EXERCISE TASK: Go through the material and write it all out exactly, minus the pictures.

SUPPLIED MATERIAL:
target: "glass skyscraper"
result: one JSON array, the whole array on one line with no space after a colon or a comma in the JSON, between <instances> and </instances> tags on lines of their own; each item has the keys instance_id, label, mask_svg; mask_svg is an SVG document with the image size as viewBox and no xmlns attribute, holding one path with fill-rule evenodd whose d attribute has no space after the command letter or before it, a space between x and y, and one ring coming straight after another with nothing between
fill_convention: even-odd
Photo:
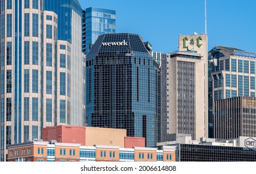
<instances>
[{"instance_id":1,"label":"glass skyscraper","mask_svg":"<svg viewBox=\"0 0 256 174\"><path fill-rule=\"evenodd\" d=\"M87 8L83 12L83 19L82 52L86 54L100 35L116 33L116 11Z\"/></svg>"},{"instance_id":2,"label":"glass skyscraper","mask_svg":"<svg viewBox=\"0 0 256 174\"><path fill-rule=\"evenodd\" d=\"M150 49L132 34L100 35L86 57L88 126L127 129L127 136L159 140L160 73Z\"/></svg>"},{"instance_id":3,"label":"glass skyscraper","mask_svg":"<svg viewBox=\"0 0 256 174\"><path fill-rule=\"evenodd\" d=\"M77 1L0 2L3 161L6 145L41 139L42 127L83 124L85 57Z\"/></svg>"},{"instance_id":4,"label":"glass skyscraper","mask_svg":"<svg viewBox=\"0 0 256 174\"><path fill-rule=\"evenodd\" d=\"M220 103L216 101L238 96L255 97L255 53L246 52L237 48L228 47L216 45L209 52L209 137L215 137L214 131L214 119L215 117L220 116L219 112L215 112L217 106L215 104ZM218 108L219 112L219 109ZM233 112L231 115L239 114L239 111L237 113ZM244 112L247 116L244 119L252 119L255 122L253 114L250 116L249 114L250 112ZM222 110L221 113L222 117L229 114L225 109ZM247 127L247 129L249 129L248 126ZM239 134L245 133L241 132ZM246 135L249 136L249 134ZM252 135L255 134L253 133Z\"/></svg>"}]
</instances>

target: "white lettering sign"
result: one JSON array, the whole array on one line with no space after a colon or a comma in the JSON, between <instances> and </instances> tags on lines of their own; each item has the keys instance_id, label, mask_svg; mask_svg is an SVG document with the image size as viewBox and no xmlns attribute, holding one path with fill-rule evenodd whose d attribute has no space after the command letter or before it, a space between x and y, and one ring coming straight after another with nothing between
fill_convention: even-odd
<instances>
[{"instance_id":1,"label":"white lettering sign","mask_svg":"<svg viewBox=\"0 0 256 174\"><path fill-rule=\"evenodd\" d=\"M124 40L123 42L102 42L102 46L114 46L114 45L128 45L128 42L126 42L126 40Z\"/></svg>"}]
</instances>

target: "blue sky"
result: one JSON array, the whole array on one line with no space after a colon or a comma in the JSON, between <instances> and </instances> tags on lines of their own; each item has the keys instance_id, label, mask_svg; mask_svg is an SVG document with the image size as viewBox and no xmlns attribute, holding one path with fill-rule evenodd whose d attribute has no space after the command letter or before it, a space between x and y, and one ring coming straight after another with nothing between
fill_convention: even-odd
<instances>
[{"instance_id":1,"label":"blue sky","mask_svg":"<svg viewBox=\"0 0 256 174\"><path fill-rule=\"evenodd\" d=\"M178 36L205 32L204 0L79 0L83 9L116 11L116 32L138 34L155 52L178 49ZM207 0L208 48L256 52L256 1Z\"/></svg>"}]
</instances>

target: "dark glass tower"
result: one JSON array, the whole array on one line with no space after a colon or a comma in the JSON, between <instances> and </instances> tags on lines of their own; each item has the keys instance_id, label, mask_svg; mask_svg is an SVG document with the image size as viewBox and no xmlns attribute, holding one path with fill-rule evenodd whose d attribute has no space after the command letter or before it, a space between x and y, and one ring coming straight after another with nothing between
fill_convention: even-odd
<instances>
[{"instance_id":1,"label":"dark glass tower","mask_svg":"<svg viewBox=\"0 0 256 174\"><path fill-rule=\"evenodd\" d=\"M127 129L152 147L160 138L160 73L137 34L100 35L86 57L88 126Z\"/></svg>"}]
</instances>

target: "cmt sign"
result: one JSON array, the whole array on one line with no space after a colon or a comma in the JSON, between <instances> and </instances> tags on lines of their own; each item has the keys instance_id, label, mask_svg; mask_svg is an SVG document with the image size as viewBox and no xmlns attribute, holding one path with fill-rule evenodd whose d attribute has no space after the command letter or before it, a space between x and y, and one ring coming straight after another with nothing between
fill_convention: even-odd
<instances>
[{"instance_id":1,"label":"cmt sign","mask_svg":"<svg viewBox=\"0 0 256 174\"><path fill-rule=\"evenodd\" d=\"M256 140L253 138L249 138L245 140L245 146L252 149L256 147Z\"/></svg>"}]
</instances>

RIGHT ANSWER:
target: "glass skyscraper"
result: one JSON array, the whole array on one line with no space after a colon or a comma in the JSON, between <instances> and </instances> tags on lines of their own; each item has the keys instance_id, label, mask_svg; mask_svg is an SVG document with the image size as viewBox and no xmlns attribute, holding one path with fill-rule evenodd whose d attribute has no space after the command letter or before it, a space between x and y, and one ring coming straight after another with nothing between
fill_convention: even-odd
Photo:
<instances>
[{"instance_id":1,"label":"glass skyscraper","mask_svg":"<svg viewBox=\"0 0 256 174\"><path fill-rule=\"evenodd\" d=\"M87 8L83 12L83 19L82 52L86 54L100 35L116 33L116 11Z\"/></svg>"},{"instance_id":2,"label":"glass skyscraper","mask_svg":"<svg viewBox=\"0 0 256 174\"><path fill-rule=\"evenodd\" d=\"M150 49L132 34L100 35L86 57L88 126L127 129L127 136L159 140L160 73Z\"/></svg>"},{"instance_id":3,"label":"glass skyscraper","mask_svg":"<svg viewBox=\"0 0 256 174\"><path fill-rule=\"evenodd\" d=\"M77 1L0 2L3 161L6 145L41 139L42 127L83 124L85 57Z\"/></svg>"},{"instance_id":4,"label":"glass skyscraper","mask_svg":"<svg viewBox=\"0 0 256 174\"><path fill-rule=\"evenodd\" d=\"M220 103L216 101L238 96L255 97L255 53L246 52L237 48L228 47L216 45L209 52L209 137L215 137L214 131L214 119L215 117L220 116L219 112L215 112L217 106L215 104ZM218 108L219 112L219 109ZM233 112L231 115L239 114L239 111L237 113ZM244 112L247 116L244 119L252 119L255 122L253 114L250 116L249 114L250 112ZM222 110L221 113L222 117L229 114L225 109ZM247 127L247 129L249 129L248 126ZM239 134L245 133L241 132ZM246 135L249 136L249 134ZM252 135L255 134L253 133Z\"/></svg>"}]
</instances>

target: "white lettering sign"
result: one JSON array, the whole array on one line with no space after a colon or a comma in the JSON, between <instances> and </instances> tags on lines of their own; each item has the keys instance_id, label, mask_svg; mask_svg is an SVG document with the image size as viewBox and no xmlns attribute, holding one path with fill-rule evenodd whose d attribute has no space after the command letter or before it, a space between x and y, and one ring coming straight after another with nothing between
fill_convention: even-odd
<instances>
[{"instance_id":1,"label":"white lettering sign","mask_svg":"<svg viewBox=\"0 0 256 174\"><path fill-rule=\"evenodd\" d=\"M124 40L123 42L102 42L102 46L114 46L114 45L128 45L128 42L126 42L126 40Z\"/></svg>"}]
</instances>

target: "blue sky"
result: one JSON array, the whole array on one line with no space after a colon or a comma in the JSON, between <instances> and </instances> tags on lines of their own; each item has the keys instance_id, label, mask_svg; mask_svg is an SVG document with the image size as viewBox and no xmlns attribute, holding one path with fill-rule evenodd whose d attribute has no space after the command letter or before it, a space between x and y, and one ring coming straight after another with nothing between
fill_convention: even-odd
<instances>
[{"instance_id":1,"label":"blue sky","mask_svg":"<svg viewBox=\"0 0 256 174\"><path fill-rule=\"evenodd\" d=\"M178 36L205 32L204 0L79 0L83 9L116 11L116 32L138 34L155 52L178 49ZM207 0L208 48L256 52L256 1Z\"/></svg>"}]
</instances>

target: "dark glass tower"
result: one JSON array, the whole array on one line with no space after a colon or a comma in the JSON, between <instances> and </instances> tags on lines of their own; each item has the keys instance_id, label, mask_svg; mask_svg is an SVG document with the image size as viewBox and no xmlns attribute, holding one path with fill-rule evenodd whose d attribute has no space after the command letter or before it, a space between x and y, and one ring coming straight after another with nothing between
fill_convention: even-odd
<instances>
[{"instance_id":1,"label":"dark glass tower","mask_svg":"<svg viewBox=\"0 0 256 174\"><path fill-rule=\"evenodd\" d=\"M127 129L152 147L160 138L160 73L137 34L100 35L86 57L88 126Z\"/></svg>"}]
</instances>

target: "cmt sign"
result: one JSON array, the whole array on one line with no space after a colon or a comma in the JSON, between <instances> and </instances> tags on lines of their own; each item has the keys instance_id, label, mask_svg; mask_svg is an SVG document with the image size as viewBox and no xmlns attribute, holding one path with fill-rule evenodd whose d attribute has no space after the command letter or before it, a space between x and y, and one ring coming straight after another with nothing between
fill_convention: even-odd
<instances>
[{"instance_id":1,"label":"cmt sign","mask_svg":"<svg viewBox=\"0 0 256 174\"><path fill-rule=\"evenodd\" d=\"M256 140L253 138L249 138L245 140L245 146L252 149L256 147Z\"/></svg>"}]
</instances>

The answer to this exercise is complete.